- [EXCERPT]
__________

Personally, being an IT Systems Administrator I look forward to the days of horse, buggy and abacus!:dunno:


----------



## Nadja (Jan 12, 2011)

Although myself and severl thousand of you will be doing all we can to protect our radios, phones , tv's, computers from the effects of emp, IF it hits and knocks out the entire grid, there won't be a whole lot of tv or radio stations working. That will include satalites used for the internet and cell phones, and gps to continue working. I will do all I can to protect my solar system, but most likely will lose my wind generator. Hopefully my main generator will survive being a very early 70's kohler twin 7kw. My newer ones will most likely fail especially if running when it occurs. 

I do have a spare computer , sensors, injectors etc for both my truck and car, so that should help somewhat. The rest of the stuff, oh well. If your going to concentrate on emp protection, pay close attention to what really matters. 

Procur a few solar panels if able, batteries, invertor, charge controller and maybe , just maybe you can keep your fridge and freezer along with a few lights working afterwords.


----------



## gypsysue (Mar 27, 2010)

Yeah, there'll be no internet after an EMP. I mostly hope to keep my computer protected because of all the things I have saved to it and been to lazy to back on on CDs. Things like pictures, and files of "how to" things that I know better to leave on the computer and not print up. I have books to cover most things, but I'd miss the stuff on my computer. Besides... never play bejeweled again? ...


----------



## Nadja (Jan 12, 2011)

gypsysue said:


> Yeah, there'll be no internet after an EMP. I mostly hope to keep my computer protected because of all the things I have saved to it and been to lazy to back on on CDs. Things like pictures, and files of "how to" things that I know better to leave on the computer and not print up. I have books to cover most things, but I'd miss the stuff on my computer. Besides... never play bejeweled again? ...


LOL, I like Zuma better !


----------



## ComputerGuy (Dec 10, 2010)

It is nice to have a little bit of technical advantage against the non-buggy, non horse riding zombies. My night vision goggles are secured!


----------



## Meerkat (May 31, 2011)

I hear old transister radios will still work,but don't know if its true.
if it happens maybe bury your solar panels until its over.
Those with pacemakers need to make plans to protect them.Maybe cover yourself with metal underground?:dunno:


----------



## gypsysue (Mar 27, 2010)

Meerkat said:


> if it happens maybe bury your solar panels until its over.


Dearie, just burying them with dirt might not protect them. From what I've been told, you need a metal shield. I don't understand the "why" of how this all works. Wouldn't hurt to put panels in protective place, but putting a spare inverter in a protected place is a really good idea. I've heard differing opinions on protecting panels and batteries. :dunno:


----------



## Turtle (Dec 10, 2009)

Meerkat said:


> I hear old transister radios will still work,but don't know if its true.
> if it happens maybe bury your solar panels until its over.
> Those with pacemakers need to make plans to protect them.Maybe cover yourself with metal underground?:dunno:


Transistor radios may work, but will there be anyone broadcasting? I would guess that most broadcast stations are operated electronically these days. Hopefully there would be some hobby guys capable of broadcasting.

__________

- [SHORT TASK] Write out the EMP thread from "Transistor radios may" to "capable of broadcasting.". Work only from the EMP thread.

- [SOURCE DATA]
__________

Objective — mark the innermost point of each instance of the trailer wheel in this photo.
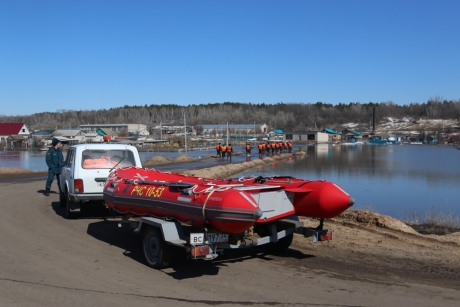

__________

- [TASK OUTPUT]
Transistor radios may work, but will there be anyone broadcasting? I would guess that most broadcast stations are operated electronically these days. Hopefully there would be some hobby guys capable of broadcasting.